▶ 問題文 a: 下の記録から、「Target」という語を含む行を一つ残らず抜き出してください。

▶ 本文抜粋:
公正証書遺言<遺留分請求!遺留分分配表とトラブル回避の対策法5つ
「公正証書遺言があって遺留分請求されたら、どっちが優先されるの?」
「遺留分侵害している公正証書遺言は無効にならないの?」
公正証書遺言が作成していたとしても、遺留分請求される可能性はあります。
※遺留分とは正しくは『遺留分侵害額請求』といい、該当する法定相続人が、定められた最低限遺産を受け取れる権利のことをいいます。
「 【遺留分は任意請求】不公平な遺言書に打ち勝つ5つの知識を徹底解説」では、遺留分の請求までの流れやケース別の事例などを紹介していますので、必ず確認しておきましょう。
※公正証書遺言とは、2名以上の証人が立ち会い、公正役場で公証人が作成する遺言書のことです。
公正証書の書き方や作成時にかかる費用については、「 「公正証書遺言」は1番おすすめの遺言形式!費用・効力と書き方を解説」で、詳しく紹介しています。
しかし、あくまで遺留分請求は任意であるため、事前対策することで請求を防ぐことも可能です。
民法第1042条より
1.兄弟姉妹以外の相続人は、遺留分として、次条第1項に規定する遺留分を算定するための財産の価額に、次の各号に掲げる区分に応じてそれぞれ当該各号に定める割合を乗じた額を受ける。
・直系尊属のみが相続人である場合 3分の1
・前号に掲げる場合以外の場合 2分の1
2.相続人が数人ある場合には、前項各号に定める割合は、これらに第900条及び第901条の規定により算定したその各自の相続分を乗じた割合とする。
本記事では、この定められた法律を踏まえて、法を犯さず、問題が起きない以下5つの対策法を紹介しながら、確認するべき2つのポイントや相談先も解説します。
【遺留分侵害額請求に備えた対策5つ】
1.相手に遺留分相当の金額を相続させる
2.付言事項を公正証書遺言に記載する
3.事前に遺留分を放棄してもらう
4.遺留分侵害額請求を想定して、資金を用意しておく
5.遺留分請求しそうな相手を相続人から廃除する
遺留分侵害をしている公正証書遺言であっても、法律上は問題なく無効にはなりません。
その代わり対策をしていなければ、侵害された側から遺留分請求される可能性が高まります。
本記事を最後まで読めば、相手に公正証書遺言の内容を納得してもらいながら、万が一、遺留分の請求をされたときにも落ち着いて対処できるようになりますので、ぜひお読みください。

▶ 記録データ:

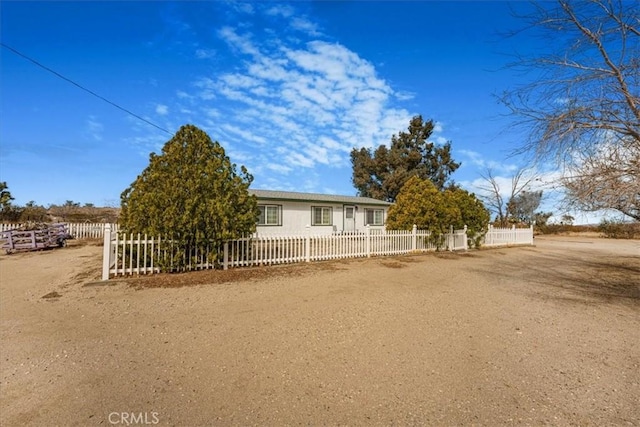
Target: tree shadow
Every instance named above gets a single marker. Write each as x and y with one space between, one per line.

...

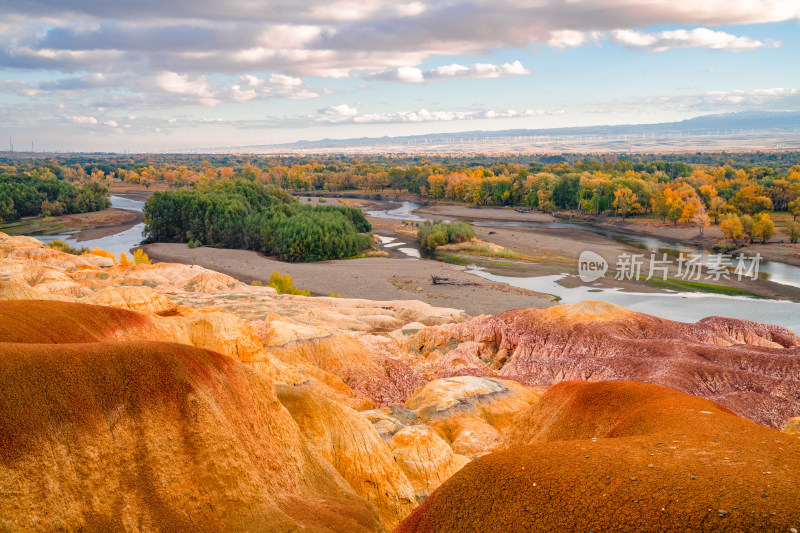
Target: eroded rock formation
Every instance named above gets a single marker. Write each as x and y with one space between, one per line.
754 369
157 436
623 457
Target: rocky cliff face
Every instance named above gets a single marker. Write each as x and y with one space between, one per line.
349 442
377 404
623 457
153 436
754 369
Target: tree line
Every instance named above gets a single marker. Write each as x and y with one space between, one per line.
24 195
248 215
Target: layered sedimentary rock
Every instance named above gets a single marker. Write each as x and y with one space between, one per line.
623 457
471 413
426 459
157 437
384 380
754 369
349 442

▶ 問題文 b: 上の遺留分と公正証書遺言の記事を、最後の文のあとから書き進めてください。

▶ 回答 a:
Target: tree shadow
Target: eroded rock formation
Target: rocky cliff face
Target: tree line
Target: layered sedimentary rock

▶ 回答 b:
公正証書遺言があっても遺留分請求はされる可能性がある
公正証書遺言が正しく作成していたとしても、遺留分請求される可能性が消えるわけではありません。
遺留分は侵害されることを想定して、遺産が少なかった相続人への救済措置として作られたため、相続人に遺産は渡さないという内容を記載していても、無効にはならないのです。
公正証書遺言に限らず、遺言は法定相続分よりは優先されるのが基本です。
しかし、遺留分は遺言よりも優先されますので、覚えておくようにしましょう。
【遺留分の優先順】
法定相続分<公正証書遺言を含む全ての遺言書<遺留分
遺留分に該当する相続人と割合
遺留分請求はどのような遺言があったとしても、被相続人の配偶者、直系卑属である子ども・孫、直系尊属の父母や祖父母が相続人に対して主張できます。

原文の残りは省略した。